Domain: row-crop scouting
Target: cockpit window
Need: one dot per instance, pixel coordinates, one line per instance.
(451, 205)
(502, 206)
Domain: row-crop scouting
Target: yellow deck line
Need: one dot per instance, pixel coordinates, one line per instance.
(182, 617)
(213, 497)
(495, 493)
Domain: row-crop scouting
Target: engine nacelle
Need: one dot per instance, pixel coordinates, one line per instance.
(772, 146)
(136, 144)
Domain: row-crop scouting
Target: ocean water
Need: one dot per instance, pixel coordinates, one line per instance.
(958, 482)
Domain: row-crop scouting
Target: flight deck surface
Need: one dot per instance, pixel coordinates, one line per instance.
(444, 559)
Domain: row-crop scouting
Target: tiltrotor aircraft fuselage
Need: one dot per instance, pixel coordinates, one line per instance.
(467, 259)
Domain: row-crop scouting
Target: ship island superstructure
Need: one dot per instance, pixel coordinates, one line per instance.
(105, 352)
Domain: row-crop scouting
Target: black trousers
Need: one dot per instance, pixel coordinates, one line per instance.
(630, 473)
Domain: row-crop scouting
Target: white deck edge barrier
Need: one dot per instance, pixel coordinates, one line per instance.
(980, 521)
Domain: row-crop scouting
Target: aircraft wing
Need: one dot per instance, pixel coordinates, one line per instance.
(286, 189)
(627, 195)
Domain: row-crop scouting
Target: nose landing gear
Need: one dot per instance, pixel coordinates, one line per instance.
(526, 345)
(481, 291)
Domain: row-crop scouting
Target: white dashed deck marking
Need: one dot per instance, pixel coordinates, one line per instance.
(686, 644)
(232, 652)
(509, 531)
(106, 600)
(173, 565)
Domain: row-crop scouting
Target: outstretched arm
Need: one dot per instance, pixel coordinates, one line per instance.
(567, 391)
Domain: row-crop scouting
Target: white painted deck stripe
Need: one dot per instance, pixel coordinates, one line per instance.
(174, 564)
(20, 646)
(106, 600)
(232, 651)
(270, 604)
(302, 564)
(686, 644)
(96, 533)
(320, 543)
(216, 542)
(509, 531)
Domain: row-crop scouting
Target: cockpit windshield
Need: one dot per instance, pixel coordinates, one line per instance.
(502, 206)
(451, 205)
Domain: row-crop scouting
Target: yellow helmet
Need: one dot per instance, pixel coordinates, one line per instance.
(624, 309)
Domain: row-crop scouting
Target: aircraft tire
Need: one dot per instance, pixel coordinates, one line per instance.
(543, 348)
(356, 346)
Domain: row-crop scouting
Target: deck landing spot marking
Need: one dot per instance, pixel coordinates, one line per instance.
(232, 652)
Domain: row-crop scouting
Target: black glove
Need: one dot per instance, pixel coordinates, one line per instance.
:::::
*YOUR INSTRUCTIONS*.
Return every line from the one holding "Target: black glove" through the end of the data, exactly as it appears, with both ends kept and nothing else.

*EXERCISE OUTPUT*.
Target: black glove
Need: one dot per instance, pixel coordinates, one line per instance.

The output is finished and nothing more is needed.